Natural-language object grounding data
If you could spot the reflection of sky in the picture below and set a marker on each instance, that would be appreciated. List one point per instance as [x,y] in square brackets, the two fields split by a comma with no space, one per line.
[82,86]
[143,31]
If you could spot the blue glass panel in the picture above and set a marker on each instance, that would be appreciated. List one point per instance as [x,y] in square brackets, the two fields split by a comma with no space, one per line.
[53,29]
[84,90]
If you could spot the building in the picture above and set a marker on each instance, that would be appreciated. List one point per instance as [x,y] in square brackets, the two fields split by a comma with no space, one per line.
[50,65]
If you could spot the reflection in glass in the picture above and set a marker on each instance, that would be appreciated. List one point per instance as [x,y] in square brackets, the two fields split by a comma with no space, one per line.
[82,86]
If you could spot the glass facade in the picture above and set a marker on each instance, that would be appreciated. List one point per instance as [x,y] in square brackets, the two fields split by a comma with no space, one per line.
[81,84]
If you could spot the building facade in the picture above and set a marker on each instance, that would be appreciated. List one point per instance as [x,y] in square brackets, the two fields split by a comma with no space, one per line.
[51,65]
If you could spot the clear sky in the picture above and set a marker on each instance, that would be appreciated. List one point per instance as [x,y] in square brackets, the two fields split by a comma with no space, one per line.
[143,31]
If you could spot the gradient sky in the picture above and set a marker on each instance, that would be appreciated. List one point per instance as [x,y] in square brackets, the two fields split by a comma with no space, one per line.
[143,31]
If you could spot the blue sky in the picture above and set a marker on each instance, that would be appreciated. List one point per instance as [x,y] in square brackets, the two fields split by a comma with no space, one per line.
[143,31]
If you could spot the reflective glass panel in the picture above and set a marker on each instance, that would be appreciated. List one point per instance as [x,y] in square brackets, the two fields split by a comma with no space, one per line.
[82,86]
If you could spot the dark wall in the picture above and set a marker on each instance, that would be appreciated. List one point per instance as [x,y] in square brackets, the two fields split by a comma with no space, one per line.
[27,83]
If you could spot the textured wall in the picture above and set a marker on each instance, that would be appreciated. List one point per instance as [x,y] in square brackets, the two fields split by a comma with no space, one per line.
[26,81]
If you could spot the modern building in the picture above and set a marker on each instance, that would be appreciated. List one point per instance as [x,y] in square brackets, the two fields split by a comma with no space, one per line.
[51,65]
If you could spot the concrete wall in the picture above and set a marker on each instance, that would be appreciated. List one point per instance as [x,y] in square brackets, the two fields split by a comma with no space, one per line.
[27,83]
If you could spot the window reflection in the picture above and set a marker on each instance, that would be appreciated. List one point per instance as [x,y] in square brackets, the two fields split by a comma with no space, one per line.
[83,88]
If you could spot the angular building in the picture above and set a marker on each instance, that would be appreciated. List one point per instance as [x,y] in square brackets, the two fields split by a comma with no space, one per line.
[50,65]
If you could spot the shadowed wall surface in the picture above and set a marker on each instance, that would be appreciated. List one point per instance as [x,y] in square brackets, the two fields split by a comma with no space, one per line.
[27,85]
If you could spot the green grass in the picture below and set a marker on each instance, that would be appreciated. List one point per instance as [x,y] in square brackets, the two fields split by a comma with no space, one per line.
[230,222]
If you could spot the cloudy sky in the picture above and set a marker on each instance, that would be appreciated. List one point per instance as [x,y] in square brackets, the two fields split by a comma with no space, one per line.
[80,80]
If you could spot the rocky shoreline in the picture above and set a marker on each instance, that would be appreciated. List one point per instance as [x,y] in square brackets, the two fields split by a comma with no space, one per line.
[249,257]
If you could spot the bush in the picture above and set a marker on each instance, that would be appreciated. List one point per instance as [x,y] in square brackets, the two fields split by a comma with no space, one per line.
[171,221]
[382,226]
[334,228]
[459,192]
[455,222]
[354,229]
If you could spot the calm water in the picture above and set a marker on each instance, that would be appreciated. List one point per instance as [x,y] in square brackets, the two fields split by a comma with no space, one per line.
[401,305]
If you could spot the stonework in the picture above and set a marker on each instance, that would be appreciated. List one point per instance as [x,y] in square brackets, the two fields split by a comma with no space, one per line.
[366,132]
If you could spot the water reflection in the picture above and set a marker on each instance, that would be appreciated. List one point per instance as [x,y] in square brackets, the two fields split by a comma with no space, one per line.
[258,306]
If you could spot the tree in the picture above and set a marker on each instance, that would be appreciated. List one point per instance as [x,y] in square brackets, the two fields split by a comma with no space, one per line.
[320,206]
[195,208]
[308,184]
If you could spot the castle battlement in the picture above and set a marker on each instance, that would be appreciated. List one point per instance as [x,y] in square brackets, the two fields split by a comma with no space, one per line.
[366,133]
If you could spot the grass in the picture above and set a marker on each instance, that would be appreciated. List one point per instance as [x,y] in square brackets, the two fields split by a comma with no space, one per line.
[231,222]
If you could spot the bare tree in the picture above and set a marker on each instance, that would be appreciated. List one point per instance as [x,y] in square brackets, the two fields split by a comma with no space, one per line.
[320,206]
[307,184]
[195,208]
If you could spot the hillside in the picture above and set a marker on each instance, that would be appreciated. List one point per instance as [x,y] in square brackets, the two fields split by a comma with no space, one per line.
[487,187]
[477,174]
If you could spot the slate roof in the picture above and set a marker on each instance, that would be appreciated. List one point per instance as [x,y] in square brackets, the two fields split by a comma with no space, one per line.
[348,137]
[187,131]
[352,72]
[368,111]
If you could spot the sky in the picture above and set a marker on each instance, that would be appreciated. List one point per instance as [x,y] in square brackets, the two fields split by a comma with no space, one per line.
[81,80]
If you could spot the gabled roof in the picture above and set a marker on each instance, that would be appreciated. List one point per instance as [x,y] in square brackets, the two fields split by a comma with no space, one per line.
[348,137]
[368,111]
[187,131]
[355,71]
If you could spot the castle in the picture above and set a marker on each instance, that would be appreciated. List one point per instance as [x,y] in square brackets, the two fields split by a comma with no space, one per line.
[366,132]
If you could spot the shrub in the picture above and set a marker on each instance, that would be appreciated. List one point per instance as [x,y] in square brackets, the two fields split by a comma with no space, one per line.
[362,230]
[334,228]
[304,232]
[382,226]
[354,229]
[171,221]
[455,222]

_What the task asks:_ Output every record without changing any wording.

_Result of this exercise:_
If you could spot the reflection of sky in the picture below and set a marker on each instance, that would be appreciated. List one point per instance as [x,y] in square brackets, the two fields split by a comma with no space, one per line.
[82,86]
[143,31]
If you could spot the blue glass panel in the picture above and set a marker on each instance, that would be appreciated. List one point per instance as [x,y] in square brackets, the two fields split by a comma with no space, one per line.
[53,29]
[84,90]
If you could spot the building in the picture above and set a marker on each instance, that would be appreciated. List one point per instance as [x,y] in square brackets, the two fields split by a comma with no space, one per line.
[50,65]
If you could spot the reflection in glass in the picture above and set a marker on each instance, that would be appreciated. List one point per instance as [x,y] in square brackets, the two fields split by a comma with no space, one per line.
[82,86]
If you could spot the glass facade in the picture above and set a marker on each instance, that would be appreciated. List one point per instance as [x,y] in square brackets, the two fields split by a comma with no space, one per line.
[81,84]
If you could spot the building facade in the picture above and set a marker on each instance, that would be appreciated. List one point per instance as [x,y] in square brackets, the two fields split by a comma with no space, one per line.
[51,65]
If you could spot the clear sky in the picture above and set a marker on each instance, that would be appreciated. List one point per instance as [x,y] in square brackets, the two fields split by a comma with no space, one per line.
[143,31]
If you could spot the gradient sky in the picture above and set a marker on each instance, that would be appreciated. List one point per instance as [x,y] in square brackets, the two fields split by a comma with no space, one per line.
[143,31]
If you could spot the blue sky in the picture above and set a marker on each instance, that would be appreciated. List one point per instance as [x,y] in square brackets, the two fields split by a comma with no space, one per line.
[143,31]
If you could spot the reflective glass panel in the picture above and set a marker on each instance, that would be appreciated. List one point per instance as [x,y] in square brackets, the two fields split by a comma with no space, one per line.
[82,86]
If you could spot the dark wall in the picture above and set a marker on each instance, that would be appreciated. List one point per instance as [x,y] in square brackets, the two fields split by a comma with no space, one per line.
[27,83]
If you could spot the textured wall in the picture above and set a marker on each instance, that would be appreciated. List one point per instance as [x,y] in square brackets, the two fields split by a comma with no space, one per line.
[26,81]
If you could spot the modern building in the picture above and set a marker on each instance, that would be appreciated. List one point per instance as [x,y] in square brackets, the two fields split by a comma with no space, one per line.
[51,65]
If you could spot the concrete wall in the picture above and set a marker on each instance, that would be appreciated. List one point per instance as [x,y] in square brackets, the two fields split by a comma with no space, one per line.
[27,83]
If you could spot the window reflection in the picture above and set a marker on each instance, that would be appreciated. List one point per instance as [x,y] in square brackets, the two fields split by a comma with no space, one per line.
[83,88]
If you could spot the angular building in the picture above and set a marker on each instance, that would be appreciated. List one point per instance as [x,y] in square brackets, the two fields split by a comma with no space, one per line.
[50,65]
If you could spot the shadowed wall surface in the picture above and set a marker on each instance, that would be appreciated. List one point per instance as [x,y] in square brackets, the two fields split by a comma with no space, one per line.
[27,85]
If you could spot the green grass in the picture below and set a marker on each instance, that would be appreciated. List one point per instance as [x,y] in square brackets, the two fields split by a comma with no space, one per line.
[230,222]
If you could spot the cloudy sky in the picture above and set a marker on each instance, that would be appreciated. List one point per instance as [x,y] in square brackets, the two fields split by a comma with no space, one per line.
[80,80]
If you could spot the rocky shoreline in the picture above and set a marker on each instance, that would be appreciated. List one point per instance as [x,y] in square brackets, the two fields split by a comma with no space, one per line.
[249,257]
If you could spot the bush in the picture above and set a marker on each instance, that would be appreciated. List one point per instance as [x,y] in square brackets, the two fields split by a comma with no space, one per line.
[171,221]
[382,226]
[334,228]
[459,192]
[455,222]
[354,229]
If you could spot the calm water in the picture above and set a marker on each instance, that would be appreciated. List one point per instance as [x,y] in square brackets, the two fields split by a comma with no space, one per line.
[401,305]
If you could spot the stonework in the picture above and set a marker on each instance, that would be appreciated. List one point per instance as [x,y] in square brackets, the two fields split by a comma with no space, one per line.
[366,132]
If you could spot the water reflection in the picture above and set a marker on each instance, that would be appreciated. List one point per instance as [x,y] in square brackets, the two fields split by a comma with no space, one per line.
[258,306]
If you could spot the tree in the picture above and set a marker on each instance, that would be appreciated. List one point per instance as [x,y] in square brackets, the two fields split by a comma with no space, one per line.
[320,206]
[195,208]
[308,184]
If you could spot the castle battlement in the picture above and set a marker on each instance, that would be appreciated. List one point per instance as [x,y] in square brackets, the two fields split by a comma with no space, one per line.
[366,133]
If you could spot the grass in the picture above and set a marker on each instance, that would be appreciated. List one point per instance as [x,y] in square brackets, the two fields split by a comma with no space, one per line.
[231,222]
If you could spot the bare tree in the picture above and set a marker on each instance, that would be appreciated. List one point per instance as [x,y] in square brackets, the two fields split by a comma with no space, one per line.
[320,206]
[307,184]
[195,208]
If you could spot the hillside in the picture above and set a marker on each instance, that would be appreciated. List one point per instance as [x,y] in square brackets, the two fields split by a comma with no space, one per line.
[487,187]
[477,174]
If you could spot the slate roof in the picture above and set a marker on each instance, that would be appreciated. List one point per instance as [x,y] in square brackets, the two fields split by a comma with no space, one per line.
[348,137]
[187,131]
[352,72]
[368,111]
If you could spot the sky in the picture above and set a marker on each instance, that would be appreciated. List one point per instance as [x,y] in square brackets, the two fields split by a comma with no space, one per line.
[81,80]
If you could spot the gabled roof in the picture above and set a marker on each instance, that would be appreciated. List one point per instance as [x,y] in square brackets, the two fields split by a comma with no space, one per line.
[348,137]
[368,111]
[187,131]
[355,71]
If you could spot the castle in the picture above and set a marker on each instance, that would be appreciated. List one point per instance as [x,y] in square brackets, the two fields split by a comma with no space, one per line.
[366,132]
If you could spot the shrub in the picture above and set a marker on each instance, that would be appreciated. List one point per instance as [x,y] in square brackets, the two fields split by a comma with no space, one per line.
[362,230]
[334,228]
[304,232]
[382,226]
[354,229]
[171,221]
[455,222]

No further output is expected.